According to the forum post about mkl_sparse_d_mm, what matrix does the code multiply with a dense matrix, and in what format is it stored?

■ Document:
================================

Bug in mkl_sparse_d_mm

Mishra__Ashirbad · ‎07-18-2019

Hi All,

I think that the result of "mkl_sparse_d_mm" is incorrect as evident for the following code. The code basically tries to multiply the Identity matrix stored in CSR format with a dense matrix and checks whether the result and the input matrix are the same. This also the case in ROW MAJOR layout as well.

int main() {

   MKL_INT n = 5;
   MKL_INT rows_start[5] = {0,1,2,3,4};
   MKL_INT rows_end[5]   = {1,2,3,4,5};
   MKL_INT col_indx[5]   = {0,1,2,3,4};
   double values[5]     = {1,1,1,1,1};
   sparse_matrix_t       csrA = NULL;
   sparse_index_base_t    indexing;
   struct matrix_descr    descr_type_gen;
   descr_type_gen.type = SPARSE_MATRIX_TYPE_GENERAL;
   mkl_sparse_d_create_csr ( &csrA, SPARSE_INDEX_BASE_ZERO, n, n, rows_start, rows_end, col_indx, values);
   MKL_INT row, col;
   sparse_index_base_t indextype;
   MKL_INT * bi, *ei, *indx;
   double *rv;
   mkl_sparse_d_export_csr(csrA, &indextype, &row, &col, &bi, &ei, &indx, &rv);
   printf("Input csr matrix\n");
   for(long i=0; i < n; i++) {
        printf("%ld ----> ",i);
        for(long l = 0; l < n; l++) {
                bool flag = false;
                for(long j=bi; j < ei; j++) {
                        if(indx == l) {
                                flag = true;
                                printf("%.0lf ",rv);
                                break;
                        }
                }
                if(!flag)

================================

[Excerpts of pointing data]
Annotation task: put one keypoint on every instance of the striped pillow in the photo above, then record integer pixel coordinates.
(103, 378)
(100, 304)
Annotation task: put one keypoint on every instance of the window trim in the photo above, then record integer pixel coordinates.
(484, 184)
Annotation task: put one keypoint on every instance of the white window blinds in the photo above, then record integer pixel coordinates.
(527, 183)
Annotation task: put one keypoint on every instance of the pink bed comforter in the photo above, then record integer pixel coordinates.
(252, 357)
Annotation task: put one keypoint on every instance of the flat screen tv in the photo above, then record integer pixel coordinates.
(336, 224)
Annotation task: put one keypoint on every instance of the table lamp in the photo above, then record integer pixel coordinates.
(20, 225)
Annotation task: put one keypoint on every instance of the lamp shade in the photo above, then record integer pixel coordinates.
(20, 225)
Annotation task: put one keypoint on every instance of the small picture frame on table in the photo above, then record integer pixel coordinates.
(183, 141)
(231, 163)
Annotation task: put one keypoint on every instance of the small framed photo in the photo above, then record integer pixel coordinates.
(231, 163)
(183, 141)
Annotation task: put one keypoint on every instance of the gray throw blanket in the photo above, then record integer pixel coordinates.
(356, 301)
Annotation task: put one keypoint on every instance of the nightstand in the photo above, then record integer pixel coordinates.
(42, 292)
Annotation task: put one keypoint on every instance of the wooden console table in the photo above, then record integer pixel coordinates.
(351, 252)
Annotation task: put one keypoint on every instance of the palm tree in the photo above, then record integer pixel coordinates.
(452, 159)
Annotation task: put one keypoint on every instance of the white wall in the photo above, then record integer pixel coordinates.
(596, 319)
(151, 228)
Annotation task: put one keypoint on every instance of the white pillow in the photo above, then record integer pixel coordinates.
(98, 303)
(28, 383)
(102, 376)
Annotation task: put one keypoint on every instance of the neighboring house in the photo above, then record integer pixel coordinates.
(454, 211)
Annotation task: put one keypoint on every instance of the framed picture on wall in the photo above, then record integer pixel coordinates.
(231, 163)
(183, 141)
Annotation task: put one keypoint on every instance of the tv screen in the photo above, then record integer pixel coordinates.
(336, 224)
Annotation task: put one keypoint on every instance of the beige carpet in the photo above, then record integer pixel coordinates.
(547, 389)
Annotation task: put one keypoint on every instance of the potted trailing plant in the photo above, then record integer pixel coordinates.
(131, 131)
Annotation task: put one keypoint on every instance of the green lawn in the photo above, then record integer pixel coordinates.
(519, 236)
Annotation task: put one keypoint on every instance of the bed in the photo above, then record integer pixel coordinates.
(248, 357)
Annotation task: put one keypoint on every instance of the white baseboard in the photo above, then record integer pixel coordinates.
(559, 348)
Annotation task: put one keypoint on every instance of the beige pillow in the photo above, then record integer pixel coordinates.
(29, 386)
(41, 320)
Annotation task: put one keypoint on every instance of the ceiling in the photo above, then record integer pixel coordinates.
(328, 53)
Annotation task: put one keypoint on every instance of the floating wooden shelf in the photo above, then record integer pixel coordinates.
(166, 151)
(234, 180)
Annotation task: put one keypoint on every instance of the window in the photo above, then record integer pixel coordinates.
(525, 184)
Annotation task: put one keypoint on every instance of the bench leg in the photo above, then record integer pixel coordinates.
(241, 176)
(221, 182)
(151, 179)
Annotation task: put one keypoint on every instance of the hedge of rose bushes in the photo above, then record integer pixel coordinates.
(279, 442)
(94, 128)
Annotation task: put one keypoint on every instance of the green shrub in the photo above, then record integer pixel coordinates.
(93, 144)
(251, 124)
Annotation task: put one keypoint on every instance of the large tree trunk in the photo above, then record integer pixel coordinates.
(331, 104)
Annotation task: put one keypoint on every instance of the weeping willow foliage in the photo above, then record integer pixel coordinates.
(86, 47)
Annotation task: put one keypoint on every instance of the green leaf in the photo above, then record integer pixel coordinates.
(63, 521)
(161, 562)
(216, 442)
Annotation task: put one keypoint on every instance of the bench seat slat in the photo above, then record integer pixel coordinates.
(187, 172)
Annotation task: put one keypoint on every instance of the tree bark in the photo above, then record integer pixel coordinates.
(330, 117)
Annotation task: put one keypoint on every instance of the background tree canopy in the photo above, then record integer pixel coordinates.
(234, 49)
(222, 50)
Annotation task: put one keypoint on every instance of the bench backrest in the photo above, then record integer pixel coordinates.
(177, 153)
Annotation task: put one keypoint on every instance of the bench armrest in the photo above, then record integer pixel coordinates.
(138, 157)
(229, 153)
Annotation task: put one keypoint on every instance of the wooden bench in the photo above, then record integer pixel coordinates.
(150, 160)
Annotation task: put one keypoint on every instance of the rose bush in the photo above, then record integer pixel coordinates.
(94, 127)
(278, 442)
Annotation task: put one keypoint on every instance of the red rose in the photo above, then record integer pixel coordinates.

================================

■ Exercise response:
The identity matrix, stored in CSR format.